Material from a labeling collection
◇ ◇ ◇ ◇ ◇
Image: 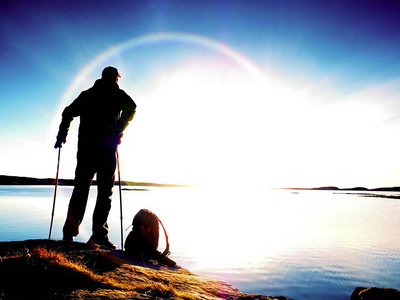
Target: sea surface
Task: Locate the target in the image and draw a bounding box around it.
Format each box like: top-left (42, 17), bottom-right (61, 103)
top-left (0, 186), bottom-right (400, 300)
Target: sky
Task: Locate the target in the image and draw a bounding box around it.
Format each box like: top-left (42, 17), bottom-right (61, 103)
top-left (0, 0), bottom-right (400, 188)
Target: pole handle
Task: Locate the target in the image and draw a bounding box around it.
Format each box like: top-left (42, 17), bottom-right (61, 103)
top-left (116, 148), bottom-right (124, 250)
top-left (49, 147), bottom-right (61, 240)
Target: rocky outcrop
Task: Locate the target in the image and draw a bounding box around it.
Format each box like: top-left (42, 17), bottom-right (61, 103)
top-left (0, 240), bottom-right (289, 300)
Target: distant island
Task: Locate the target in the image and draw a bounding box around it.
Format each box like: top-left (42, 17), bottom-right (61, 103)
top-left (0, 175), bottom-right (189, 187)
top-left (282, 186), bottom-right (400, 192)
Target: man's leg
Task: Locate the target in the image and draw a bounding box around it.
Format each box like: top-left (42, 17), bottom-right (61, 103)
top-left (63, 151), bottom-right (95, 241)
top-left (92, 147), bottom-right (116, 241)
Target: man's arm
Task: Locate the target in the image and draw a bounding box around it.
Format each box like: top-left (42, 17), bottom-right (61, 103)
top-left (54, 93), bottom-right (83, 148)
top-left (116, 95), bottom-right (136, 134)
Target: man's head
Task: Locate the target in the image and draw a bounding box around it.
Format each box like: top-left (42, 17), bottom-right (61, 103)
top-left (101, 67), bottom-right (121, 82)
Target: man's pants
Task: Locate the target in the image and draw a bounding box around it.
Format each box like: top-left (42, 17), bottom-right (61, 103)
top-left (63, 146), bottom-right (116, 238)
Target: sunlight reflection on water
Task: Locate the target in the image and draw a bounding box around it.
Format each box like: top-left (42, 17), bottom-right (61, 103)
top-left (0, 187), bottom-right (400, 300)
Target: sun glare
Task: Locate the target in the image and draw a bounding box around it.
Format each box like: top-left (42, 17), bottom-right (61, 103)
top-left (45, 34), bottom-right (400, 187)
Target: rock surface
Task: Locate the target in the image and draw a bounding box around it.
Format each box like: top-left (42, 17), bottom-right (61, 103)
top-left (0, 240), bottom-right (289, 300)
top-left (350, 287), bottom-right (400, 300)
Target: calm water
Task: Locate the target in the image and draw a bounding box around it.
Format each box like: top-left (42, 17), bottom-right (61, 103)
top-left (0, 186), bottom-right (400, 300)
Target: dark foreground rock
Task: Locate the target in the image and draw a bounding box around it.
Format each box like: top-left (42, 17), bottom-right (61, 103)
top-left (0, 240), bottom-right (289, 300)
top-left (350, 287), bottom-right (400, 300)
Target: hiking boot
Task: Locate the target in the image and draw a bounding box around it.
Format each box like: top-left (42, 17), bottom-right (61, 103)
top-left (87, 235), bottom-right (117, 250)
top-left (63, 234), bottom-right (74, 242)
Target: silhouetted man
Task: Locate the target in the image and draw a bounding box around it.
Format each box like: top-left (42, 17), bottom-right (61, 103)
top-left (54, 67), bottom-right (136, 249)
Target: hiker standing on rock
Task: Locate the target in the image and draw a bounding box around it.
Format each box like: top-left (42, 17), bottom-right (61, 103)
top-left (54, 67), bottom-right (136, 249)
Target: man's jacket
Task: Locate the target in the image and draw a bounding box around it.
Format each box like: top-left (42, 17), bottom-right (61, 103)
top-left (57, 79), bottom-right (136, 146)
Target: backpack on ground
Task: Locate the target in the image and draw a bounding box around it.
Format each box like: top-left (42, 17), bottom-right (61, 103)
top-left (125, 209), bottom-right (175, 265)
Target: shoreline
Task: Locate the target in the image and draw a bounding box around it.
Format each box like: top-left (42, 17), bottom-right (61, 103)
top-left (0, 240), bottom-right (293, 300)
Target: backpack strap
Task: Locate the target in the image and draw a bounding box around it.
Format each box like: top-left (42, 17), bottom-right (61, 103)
◇ ◇ ◇ ◇ ◇
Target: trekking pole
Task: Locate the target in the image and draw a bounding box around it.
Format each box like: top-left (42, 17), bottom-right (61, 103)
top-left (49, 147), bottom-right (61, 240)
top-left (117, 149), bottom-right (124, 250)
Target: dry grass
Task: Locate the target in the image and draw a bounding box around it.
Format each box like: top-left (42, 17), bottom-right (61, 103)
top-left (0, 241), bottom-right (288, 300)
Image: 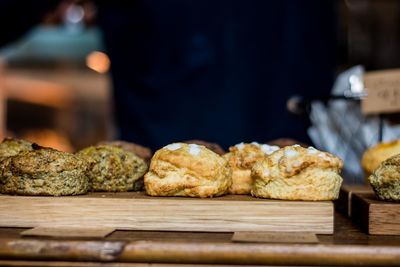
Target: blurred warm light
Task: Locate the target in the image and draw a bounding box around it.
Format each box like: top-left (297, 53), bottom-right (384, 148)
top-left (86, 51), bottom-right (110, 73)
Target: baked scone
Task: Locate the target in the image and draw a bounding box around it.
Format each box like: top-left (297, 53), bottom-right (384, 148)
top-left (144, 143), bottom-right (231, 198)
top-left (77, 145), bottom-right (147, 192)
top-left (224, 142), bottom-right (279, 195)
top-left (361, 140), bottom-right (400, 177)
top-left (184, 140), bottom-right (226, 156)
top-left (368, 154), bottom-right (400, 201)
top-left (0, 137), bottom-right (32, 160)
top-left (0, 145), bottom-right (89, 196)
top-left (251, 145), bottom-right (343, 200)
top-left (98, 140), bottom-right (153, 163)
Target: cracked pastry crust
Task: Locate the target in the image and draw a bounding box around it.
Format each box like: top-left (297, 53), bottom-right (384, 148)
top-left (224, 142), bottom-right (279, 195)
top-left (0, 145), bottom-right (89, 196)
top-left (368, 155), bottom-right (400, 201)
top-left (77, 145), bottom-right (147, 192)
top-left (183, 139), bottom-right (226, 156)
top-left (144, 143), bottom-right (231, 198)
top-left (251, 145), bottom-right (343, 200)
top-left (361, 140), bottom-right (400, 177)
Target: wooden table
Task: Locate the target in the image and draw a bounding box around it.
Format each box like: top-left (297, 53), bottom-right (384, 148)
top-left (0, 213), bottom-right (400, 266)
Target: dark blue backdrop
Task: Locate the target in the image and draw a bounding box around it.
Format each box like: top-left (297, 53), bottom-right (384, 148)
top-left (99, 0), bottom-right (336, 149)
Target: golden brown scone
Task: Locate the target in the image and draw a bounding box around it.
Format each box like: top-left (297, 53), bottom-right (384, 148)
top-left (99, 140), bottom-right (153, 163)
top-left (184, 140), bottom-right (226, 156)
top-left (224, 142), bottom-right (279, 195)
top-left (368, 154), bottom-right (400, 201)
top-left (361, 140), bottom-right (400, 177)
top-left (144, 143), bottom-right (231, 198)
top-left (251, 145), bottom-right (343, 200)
◇ ◇ ◇ ◇ ◇
### Written instruction
Return every line of the material above that contains the string "dark", treating uppercase and lowercase as different.

### Response to the task
Target: dark foreground rock
Target: dark blue backdrop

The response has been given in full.